**What the task requires**
Rewrite the items below as a two-column CSV with the header columns request and answer and one row per item. Put each item's text and its answer in a single quoted field, with line breaks replaced by spaces.

** Start Material for this task **

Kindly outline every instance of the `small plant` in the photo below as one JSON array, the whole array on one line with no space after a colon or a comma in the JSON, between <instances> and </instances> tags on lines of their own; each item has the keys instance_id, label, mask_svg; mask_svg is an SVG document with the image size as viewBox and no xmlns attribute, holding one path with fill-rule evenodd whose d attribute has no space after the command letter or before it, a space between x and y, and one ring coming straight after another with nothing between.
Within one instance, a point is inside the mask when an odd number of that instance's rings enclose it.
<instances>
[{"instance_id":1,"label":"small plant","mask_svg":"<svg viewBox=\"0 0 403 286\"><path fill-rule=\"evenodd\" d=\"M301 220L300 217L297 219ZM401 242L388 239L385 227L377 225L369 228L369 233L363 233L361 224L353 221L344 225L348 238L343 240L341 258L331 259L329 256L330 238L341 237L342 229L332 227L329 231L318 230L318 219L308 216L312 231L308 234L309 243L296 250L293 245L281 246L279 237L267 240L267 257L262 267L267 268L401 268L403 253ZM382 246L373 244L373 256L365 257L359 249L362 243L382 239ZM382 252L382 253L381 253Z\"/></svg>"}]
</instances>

** End Material for this task **

**Exercise output**
request,answer
"Kindly outline every instance of the `small plant` in the photo below as one JSON array, the whole array on one line with no space after a colon or a comma in the JSON, between <instances> and </instances> tags on lines of their own; each item has the keys instance_id, label, mask_svg; mask_svg is an SVG document with the image size as viewBox and no xmlns attribute, holding one path with fill-rule evenodd whose d attribute has no space after the command letter or before it, a space between x and y, and one ring coming straight after another with nothing between. Within one instance, a point is inside the mask when an odd number of that instance's rings enclose it.","<instances> [{""instance_id"":1,""label"":""small plant"",""mask_svg"":""<svg viewBox=\""0 0 403 286\""><path fill-rule=\""evenodd\"" d=\""M301 220L300 217L297 219ZM401 242L388 239L385 227L377 225L369 228L369 233L363 233L361 224L353 221L344 225L348 238L343 240L341 258L331 259L329 256L330 238L341 237L342 229L332 227L329 231L318 230L318 219L308 216L312 231L308 234L309 243L296 250L293 245L281 246L279 237L267 240L267 257L262 267L267 268L401 268L403 253ZM382 246L373 244L373 256L365 257L359 249L362 243L382 239ZM382 252L382 253L381 253Z\""/></svg>""}] </instances>"